Point annotation records
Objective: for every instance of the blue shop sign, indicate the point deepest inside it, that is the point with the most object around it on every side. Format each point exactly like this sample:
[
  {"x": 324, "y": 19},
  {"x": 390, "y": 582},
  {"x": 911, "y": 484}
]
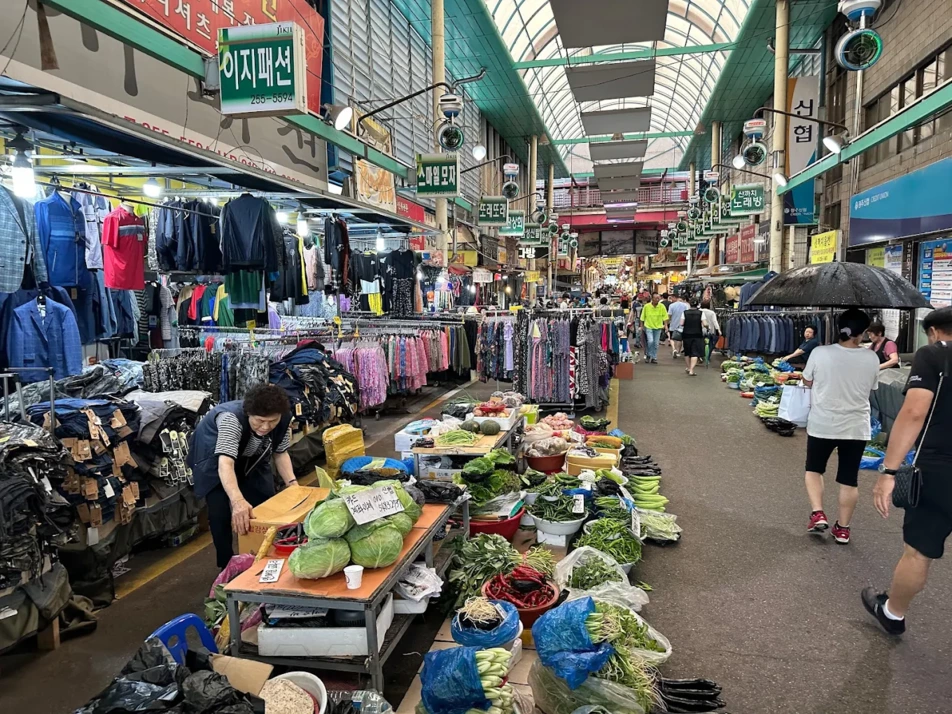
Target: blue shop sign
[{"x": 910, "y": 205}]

# TASK GOAL:
Reproduce the material above verbatim, line for line, omitting the picture.

# TASK ANSWER:
Objective: for every instance of the blue shop sign, indicate the point deepest inside it, that is the point with the most object around it on every side. Format each point exactly like this sample:
[
  {"x": 324, "y": 19},
  {"x": 390, "y": 582},
  {"x": 911, "y": 484}
]
Target: blue shop sign
[{"x": 910, "y": 205}]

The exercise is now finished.